» SHORT EXERCISE
In the passage on the new commercial property energy standards, what further share of inner London commercial stock is expected to be affected by the EPC 'C' minimum due in April 2027?

New Minimum Energy Efficient Standards (MEES) in force from 1 April 2023 make it unlawful to continue to let commercial property with an energy performance certificate (EPC) rating below ‘E’ unless a specific exemption applies. Nearly 8% of inner London commercial stock are expected to be affected by this month’s EPC ‘E’ requirement, and a further 43% by the EPC ‘C’ minimum due in April 2027.

What are the implications?

Landlords and tenants bear the immediate burden. However, only properties that require an EPC are affected, and specific exemptions may apply. A portfolio audit is indispensable, and the implications of the changes run the gamut, from due diligence to lettings and transactions, and assessing the options for so-called ‘sub-standard’ properties.

For non-exempt properties, improvement works may be required to reach an EPC rating of ‘E’ or above. This can be onerous and expensive. However, construction contracts are a vital tool for reducing improvement works costs, managing risks, and ultimately securing return on investment.

1. Funding

Loan agreements are increasingly offering reduced costs and preferential terms, where defined EPC and related sustainability metrics are met. This can offset upfront and overall finance costs of complying with the new rules. However, to harness the advantages, careful matching of the funding conditions and the construction contract terms is required.

» MATERIAL PROVIDED
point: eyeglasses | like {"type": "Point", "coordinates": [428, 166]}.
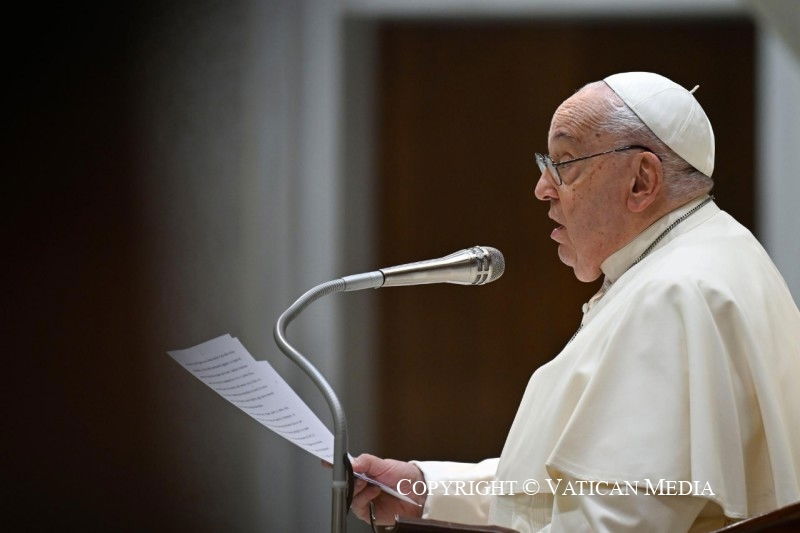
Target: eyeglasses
{"type": "Point", "coordinates": [546, 164]}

» FINAL RESULT
A further 43%.